Put the data from the line with "Can you find the basketball" to the line with "pixel 178 71", both included, into a Markdown table with the columns n and Line, numbering each row and skipping blank lines. Leave the pictures out of the table.

DATA SHOWN →
-------------------------

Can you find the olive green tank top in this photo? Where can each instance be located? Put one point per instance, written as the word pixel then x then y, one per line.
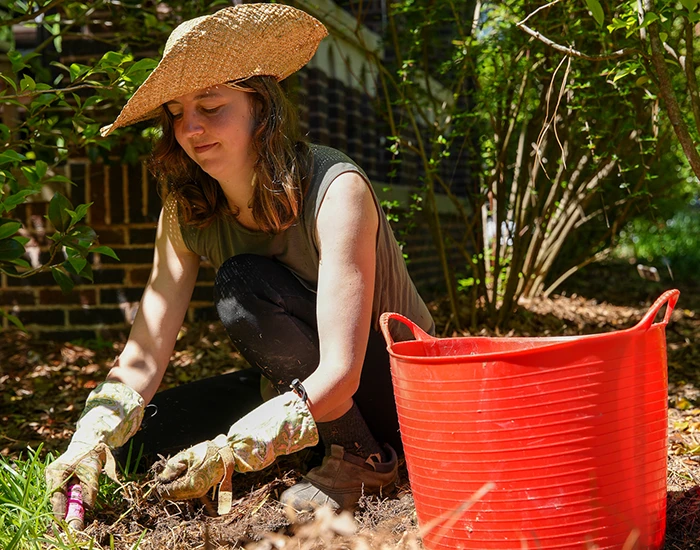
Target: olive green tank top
pixel 297 247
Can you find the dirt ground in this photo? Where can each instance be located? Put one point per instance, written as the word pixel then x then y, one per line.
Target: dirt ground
pixel 43 386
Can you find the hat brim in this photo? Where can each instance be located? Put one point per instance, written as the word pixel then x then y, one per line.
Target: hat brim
pixel 232 44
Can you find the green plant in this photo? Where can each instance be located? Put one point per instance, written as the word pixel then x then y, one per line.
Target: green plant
pixel 53 111
pixel 550 148
pixel 26 519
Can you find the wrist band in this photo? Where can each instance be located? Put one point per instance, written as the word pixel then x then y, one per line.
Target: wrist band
pixel 297 388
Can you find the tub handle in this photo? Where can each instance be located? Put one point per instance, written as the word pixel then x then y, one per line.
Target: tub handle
pixel 418 333
pixel 670 297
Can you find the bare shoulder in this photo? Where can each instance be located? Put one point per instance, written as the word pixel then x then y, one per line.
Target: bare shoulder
pixel 349 192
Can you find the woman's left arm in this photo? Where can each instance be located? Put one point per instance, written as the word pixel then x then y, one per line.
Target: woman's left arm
pixel 347 224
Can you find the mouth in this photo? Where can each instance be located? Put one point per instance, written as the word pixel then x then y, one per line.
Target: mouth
pixel 202 148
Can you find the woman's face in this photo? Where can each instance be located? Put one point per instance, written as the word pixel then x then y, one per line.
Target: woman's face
pixel 214 126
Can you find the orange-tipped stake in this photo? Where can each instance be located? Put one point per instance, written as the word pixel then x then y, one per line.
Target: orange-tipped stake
pixel 75 512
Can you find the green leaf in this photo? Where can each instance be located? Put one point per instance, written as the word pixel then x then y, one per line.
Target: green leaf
pixel 22 263
pixel 62 278
pixel 77 70
pixel 10 250
pixel 107 251
pixel 8 229
pixel 111 60
pixel 597 10
pixel 87 272
pixel 18 198
pixel 30 173
pixel 4 133
pixel 41 168
pixel 79 212
pixel 649 18
pixel 58 214
pixel 9 156
pixel 146 64
pixel 77 263
pixel 17 61
pixel 27 83
pixel 14 320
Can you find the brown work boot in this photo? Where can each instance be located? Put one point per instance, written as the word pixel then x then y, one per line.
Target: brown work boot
pixel 341 480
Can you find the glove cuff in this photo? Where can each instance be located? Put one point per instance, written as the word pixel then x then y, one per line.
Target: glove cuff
pixel 113 413
pixel 280 426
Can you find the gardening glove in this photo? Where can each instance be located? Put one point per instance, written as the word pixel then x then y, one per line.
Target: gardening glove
pixel 113 413
pixel 280 426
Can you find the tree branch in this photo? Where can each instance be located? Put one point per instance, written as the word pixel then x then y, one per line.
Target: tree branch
pixel 666 90
pixel 691 80
pixel 575 53
pixel 33 15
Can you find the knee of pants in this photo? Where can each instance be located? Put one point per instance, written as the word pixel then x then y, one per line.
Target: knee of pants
pixel 238 287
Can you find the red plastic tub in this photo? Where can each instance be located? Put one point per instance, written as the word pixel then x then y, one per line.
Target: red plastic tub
pixel 538 443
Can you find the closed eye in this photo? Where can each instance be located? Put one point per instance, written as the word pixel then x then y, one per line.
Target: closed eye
pixel 212 110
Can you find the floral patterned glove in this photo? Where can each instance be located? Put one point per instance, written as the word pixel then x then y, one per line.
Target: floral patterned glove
pixel 280 426
pixel 113 413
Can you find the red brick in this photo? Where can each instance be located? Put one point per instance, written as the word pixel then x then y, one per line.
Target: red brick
pixel 16 297
pixel 139 276
pixel 81 296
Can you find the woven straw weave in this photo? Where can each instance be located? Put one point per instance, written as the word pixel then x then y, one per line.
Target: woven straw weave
pixel 231 44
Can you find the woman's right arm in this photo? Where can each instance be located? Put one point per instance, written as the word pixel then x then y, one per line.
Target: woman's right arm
pixel 163 306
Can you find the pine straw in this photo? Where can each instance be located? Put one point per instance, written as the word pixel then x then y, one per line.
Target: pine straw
pixel 43 386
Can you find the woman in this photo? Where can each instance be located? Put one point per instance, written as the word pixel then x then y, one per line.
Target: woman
pixel 305 263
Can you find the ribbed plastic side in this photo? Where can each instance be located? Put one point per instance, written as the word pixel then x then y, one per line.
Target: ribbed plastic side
pixel 567 442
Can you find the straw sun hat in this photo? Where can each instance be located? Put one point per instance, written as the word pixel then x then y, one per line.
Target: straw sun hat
pixel 232 44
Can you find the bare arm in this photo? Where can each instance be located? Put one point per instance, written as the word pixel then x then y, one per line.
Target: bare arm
pixel 152 338
pixel 347 229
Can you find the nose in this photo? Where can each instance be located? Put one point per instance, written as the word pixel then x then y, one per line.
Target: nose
pixel 191 124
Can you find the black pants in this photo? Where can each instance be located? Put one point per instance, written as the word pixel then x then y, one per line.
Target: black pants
pixel 271 318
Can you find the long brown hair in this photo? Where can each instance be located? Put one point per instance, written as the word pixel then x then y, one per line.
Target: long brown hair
pixel 282 168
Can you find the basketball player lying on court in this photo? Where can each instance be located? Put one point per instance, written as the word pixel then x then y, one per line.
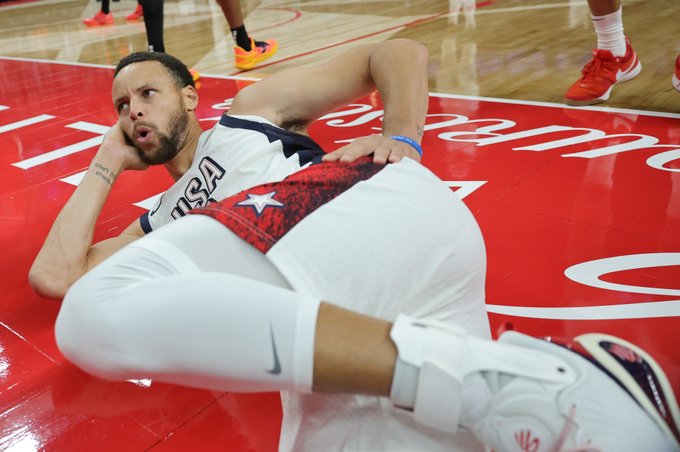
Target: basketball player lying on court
pixel 236 295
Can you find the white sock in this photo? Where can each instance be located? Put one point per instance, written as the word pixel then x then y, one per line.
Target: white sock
pixel 609 30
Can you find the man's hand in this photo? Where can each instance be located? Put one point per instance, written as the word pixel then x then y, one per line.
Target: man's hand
pixel 384 149
pixel 117 146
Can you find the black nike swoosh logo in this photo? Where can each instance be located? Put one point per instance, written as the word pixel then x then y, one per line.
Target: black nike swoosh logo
pixel 277 365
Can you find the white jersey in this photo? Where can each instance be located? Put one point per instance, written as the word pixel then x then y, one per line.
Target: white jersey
pixel 237 153
pixel 404 220
pixel 400 242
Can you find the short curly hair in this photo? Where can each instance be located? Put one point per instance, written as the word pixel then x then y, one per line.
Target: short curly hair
pixel 178 71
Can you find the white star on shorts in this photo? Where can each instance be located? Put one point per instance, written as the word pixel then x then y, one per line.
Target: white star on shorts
pixel 260 202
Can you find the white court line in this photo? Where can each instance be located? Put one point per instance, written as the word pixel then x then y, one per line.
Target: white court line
pixel 652 309
pixel 24 122
pixel 59 153
pixel 67 150
pixel 74 179
pixel 148 203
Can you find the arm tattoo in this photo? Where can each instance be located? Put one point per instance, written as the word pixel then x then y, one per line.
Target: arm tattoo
pixel 106 174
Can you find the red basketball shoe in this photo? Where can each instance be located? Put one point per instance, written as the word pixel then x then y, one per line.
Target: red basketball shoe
pixel 599 76
pixel 99 19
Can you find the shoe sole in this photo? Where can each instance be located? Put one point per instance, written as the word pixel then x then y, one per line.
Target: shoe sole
pixel 591 343
pixel 598 100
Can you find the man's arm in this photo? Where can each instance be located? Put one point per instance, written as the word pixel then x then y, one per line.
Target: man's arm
pixel 396 68
pixel 68 252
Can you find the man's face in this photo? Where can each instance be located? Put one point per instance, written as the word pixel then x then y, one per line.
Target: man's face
pixel 151 111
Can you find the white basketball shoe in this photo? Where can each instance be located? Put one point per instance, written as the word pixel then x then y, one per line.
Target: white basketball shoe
pixel 529 395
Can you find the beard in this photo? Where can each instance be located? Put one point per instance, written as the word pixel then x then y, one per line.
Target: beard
pixel 169 144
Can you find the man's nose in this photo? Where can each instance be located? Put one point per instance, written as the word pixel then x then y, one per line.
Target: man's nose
pixel 135 111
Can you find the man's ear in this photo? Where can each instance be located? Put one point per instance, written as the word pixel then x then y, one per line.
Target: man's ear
pixel 190 97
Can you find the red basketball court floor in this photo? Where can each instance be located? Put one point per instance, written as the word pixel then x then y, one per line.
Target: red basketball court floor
pixel 580 209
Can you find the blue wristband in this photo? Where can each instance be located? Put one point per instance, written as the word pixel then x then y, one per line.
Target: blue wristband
pixel 408 140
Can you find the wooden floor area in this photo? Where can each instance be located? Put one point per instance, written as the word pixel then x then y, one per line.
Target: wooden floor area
pixel 514 49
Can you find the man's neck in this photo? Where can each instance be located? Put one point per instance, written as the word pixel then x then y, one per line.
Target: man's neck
pixel 185 157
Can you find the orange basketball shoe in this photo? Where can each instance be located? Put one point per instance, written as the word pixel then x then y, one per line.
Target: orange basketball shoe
pixel 599 76
pixel 99 19
pixel 247 60
pixel 137 14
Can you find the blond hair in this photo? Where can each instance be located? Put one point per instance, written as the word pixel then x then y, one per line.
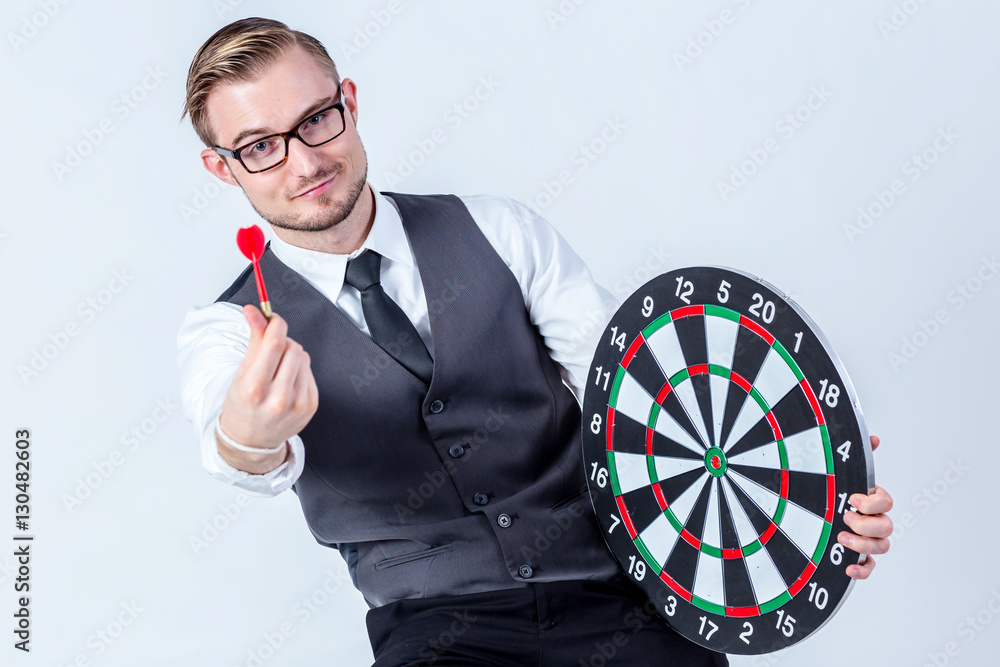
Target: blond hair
pixel 240 52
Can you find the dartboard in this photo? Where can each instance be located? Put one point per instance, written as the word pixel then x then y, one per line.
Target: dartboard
pixel 722 439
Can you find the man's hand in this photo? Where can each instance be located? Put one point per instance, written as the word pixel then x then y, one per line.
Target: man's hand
pixel 272 397
pixel 870 525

-------------------------

THE SOLUTION →
| n | Line |
|---|---|
| 1 | Can you find the basketball player lying on court in this photo? Where can each instance be located? Put one point per instance, written as the word pixel then x then y, one per line. |
| 2 | Target: basketball player lying on court |
| 3 | pixel 236 295 |
| 4 | Can you find the white sock in this photo? Where can each instance be located? Put one point per instance, written as the word pixel then x then y, one per line. |
| 5 | Target: white sock |
| 6 | pixel 609 30 |
| 7 | Can you find the man's hand in this photo? Where can each instance be located? Put one point per instance, written as the word pixel then x then y, one per line. |
| 8 | Target: man's hand |
| 9 | pixel 384 149 |
| 10 | pixel 117 146 |
| 11 | Can you find the black nike swoosh logo in this photo? Where can each instance be located? Put one point per instance, written as the word pixel then x then y, one per line. |
| 12 | Target: black nike swoosh logo |
| 13 | pixel 277 365 |
| 14 | Can you find the white jersey in this photo? Where can each instance be located? Put one point per instance, written as the word pixel then x then y, one per line. |
| 15 | Target: white jersey |
| 16 | pixel 237 153 |
| 17 | pixel 404 220 |
| 18 | pixel 400 242 |
| 19 | Can you find the short curly hair in this photo? Where can each instance be located? Put one point per instance, written as the word pixel then x then y, one per line. |
| 20 | Target: short curly hair |
| 21 | pixel 178 71 |